Source extract:

# ice vehicle



## Martian (Apr 28, 2011)

I may know the answer to this, but want your input, I have always walked out on the ice, and am thinking of getting a machine, don't want a sno-mobile, so that leaves the quad type machines. My wife of all people said Menards are selling this buggy type thing, but I think it has 2 wheel drive. ( chains), do any of you guys use a 2 wheel deive unit? Home Depot have one clled a bulldog, kind of a cross between a golf cart, and pick uup, again 2 wheel dr. but $918 off, makes it $3300.


----------



## Burksee (Jan 15, 2003)

As a casual observer I did some research via Google. It's made by American Sportworks, they're claim to fame is they're "American Made" but after reading the reviews it appears the majority that commented they are less than pleased with their purchase, with Menards and with so called american made. :sad:


----------



## Scottygvsu (Apr 19, 2003)

For $3300 you can get a nice used 4x4 quad. I'd do that if that's your budget. I don't think four wheel drive is optional for an atv in the winter. I have a 4x4 quad with chains on, and can still have trouble with enough snow/slush. If you're really after a side by side, then you really have to have a 4x4. Those 2x4's are for yardwork or riding the shoulders of roads, not for a sportsman to use like you would.


----------



## Buddwiser (Dec 14, 2003)

Having had both a 2 wheel drive and a 4x4 on the ice, don't throw away your money on a 2 wheel drive machine and having said that, if you just plan on ice fishing with the machine, you might want to re-consider your stance on snowmobiles....in deep snow or slush, they'll go where a 4x4 won't.


----------



## hawgeye (Mar 3, 2011)

Another thing to consider is a side by side is much heavier than a quad, thus much harder to get out than a quad if stuck. A 2x2 quad with chains will get you out most of the time and they are much easier to man handle out than 4x4 quad. I personally use a sled. Get stuck with a quad a few times and the sleds make more and nore sense lol.


----------



## Martian (Apr 28, 2011)

Dataset rows:
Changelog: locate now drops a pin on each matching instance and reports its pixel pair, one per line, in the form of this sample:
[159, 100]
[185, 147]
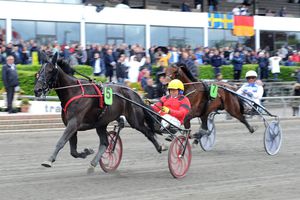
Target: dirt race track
[237, 168]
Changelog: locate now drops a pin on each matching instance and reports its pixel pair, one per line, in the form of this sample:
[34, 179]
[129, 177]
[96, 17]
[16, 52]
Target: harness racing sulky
[209, 98]
[88, 105]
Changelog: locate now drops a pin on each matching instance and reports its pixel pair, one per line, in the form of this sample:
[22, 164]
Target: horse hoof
[88, 151]
[47, 164]
[164, 147]
[91, 169]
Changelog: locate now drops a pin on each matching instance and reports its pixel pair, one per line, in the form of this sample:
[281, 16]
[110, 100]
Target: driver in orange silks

Goal 1: Please translate this sentence from the ice vehicle thread into Spanish: "For $3300 you can get a nice used 4x4 quad."
Goal 2: Pick out each line in the records that contains the string "Target", and copy those lines.

Written response 1: Por $3300 puedes conseguir una buena cuatrimoto 4x4 usada.

Written response 2:
Target: dirt race track
Target: harness racing sulky
Target: horse hoof
Target: driver in orange silks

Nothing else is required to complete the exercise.